■ Excerpted passage
/---
In the plot below I visualized most common words for all seasons and episodes.

I also decided to check the frequency of the most common words by season and by top 10 characters. Please find the graphs below.

From the plot below using wordcloud package, we can find top 100 words that frequently appeared throughout all episodes of the series.

SENTIMENT ANALYSIS

As the next step of the analysis I investigated the sentiments of the lines. I decided to download 2 general sentiment lexicons, that are NRC and Bing. These lexicons assign sentiments to words in different ways. The NRC lexicon has several sentiment categories such as joy or anger, the Bing lexicon only has positive and negative sentiment categories. Firstly I joined the tokens with the NRC and Bing lexicons to see which sentiment categories they got assigned to. From the table below it can be noticed that the negative categories have the highest number of lines

## # A tibble: 10 x 2
##    sentiment    num_words
##    <chr>            <int>
##  1 negative          9161
##  2 positive          9005
##  3 trust             5898
##  4 fear              5286
##  5 anticipation      5237
##  6 sadness           5015
##  7 joy               4500
##  8 anger             4264
##  9 disgust           3301
## 10 surprise          2466
## # A tibble: 2 x 2
##   sentiment num_words
##   <chr>         <int>
## 1 negative       9517
## 2 positive       5016
## # A tibble: 5 x 2
##   sentiment    num_words
##   <chr>            <int>
## 1 negative          3661
## 2 positive           885
## 3 constraining       305
## 4 uncertainty        289
## 5 litigious          103

With NRC lexicon I also built graphs to show sentiments of 3 main characters, Damon, Stefan and Elena. As it can be seen from the plots below all of them have mostly negative sentiments.

## compare sentiments across top 3 main characters with NRC lexicon
## get names of top 3 main artists 
top3 <- df %>% 
  count(character, sort = T) %>% 
  head(3)

## calculate sentiment for their texts
top3_sentiment <- df_tokens %>% 
  filter(character %in% top3$character) %>% 
  inner_join(bing) %>%
  count(character, index = title, sentiment) %>%
  pivot_wider(names_from = sentiment, values_from = n, values_fill = 0) %>% 
  mutate(sentiment = positive - negative)

## plot sentiment
ggplot(top3_sentiment, aes(index, sentiment, fill = character)) +
  geom_col(show.legend = FALSE) +
  scale_fill_viridis_d() +
  facet_wrap(~character, ncol = 1, scales = "free_x") +
  labs(x = "", y = 'Sentiment', title = 'Sentiments of 3 main characters') +
  theme(axis.text.x = element_blank(),
        axis.ticks = element_blank())

I also used Bing lexicon to check the most common and negative words for series at all. As it can be noticed from the graphs below the most common negative word is dead and most common positive word is love.

Using loughran lexicon I decided to build wordcloud for most common negative and positive words that appeared during all episodes. Please see them below.

##build wordcloud for negtive and positive sentiments with loughran lexicon
negative_wordcloud <- df_loughran  %>% 
        filter(sentiment=='negative') %>% 
        count(word, sort = TRUE) 

wordcloud(words = negative_wordcloud$word, 
          freq = negative_wordcloud$n, 
          min.freq = 1,max.words=100, 
          colors = brewer.pal(100, 'PuBu'),
          random.order=FALSE)
\---
■ Data excerpts
/---
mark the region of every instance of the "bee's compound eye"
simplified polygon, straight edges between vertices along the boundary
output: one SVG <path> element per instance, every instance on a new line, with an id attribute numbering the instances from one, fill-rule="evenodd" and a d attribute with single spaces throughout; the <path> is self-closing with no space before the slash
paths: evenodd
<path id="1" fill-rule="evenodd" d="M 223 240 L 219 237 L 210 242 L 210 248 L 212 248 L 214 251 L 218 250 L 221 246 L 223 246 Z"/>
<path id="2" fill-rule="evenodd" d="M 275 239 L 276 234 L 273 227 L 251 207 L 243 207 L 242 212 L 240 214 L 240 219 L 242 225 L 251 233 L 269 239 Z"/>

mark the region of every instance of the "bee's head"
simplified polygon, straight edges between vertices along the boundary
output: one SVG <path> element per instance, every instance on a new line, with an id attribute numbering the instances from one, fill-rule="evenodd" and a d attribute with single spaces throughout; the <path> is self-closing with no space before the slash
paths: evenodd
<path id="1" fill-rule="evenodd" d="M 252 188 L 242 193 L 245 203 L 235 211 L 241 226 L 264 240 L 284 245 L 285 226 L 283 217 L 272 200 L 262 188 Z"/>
\---
■ Directives
1 > What is the Spanish translation of this sentence from the sentiment analysis write-up: "These lexicons assign sentiments to words in different ways."
2 > In the sentiment analysis write-up, which word does the Bing lexicon show as the most common positive word?

■ List of solutions
1 > Estos léxicos asignan sentimientos a las palabras de maneras diferentes.

2 > Love.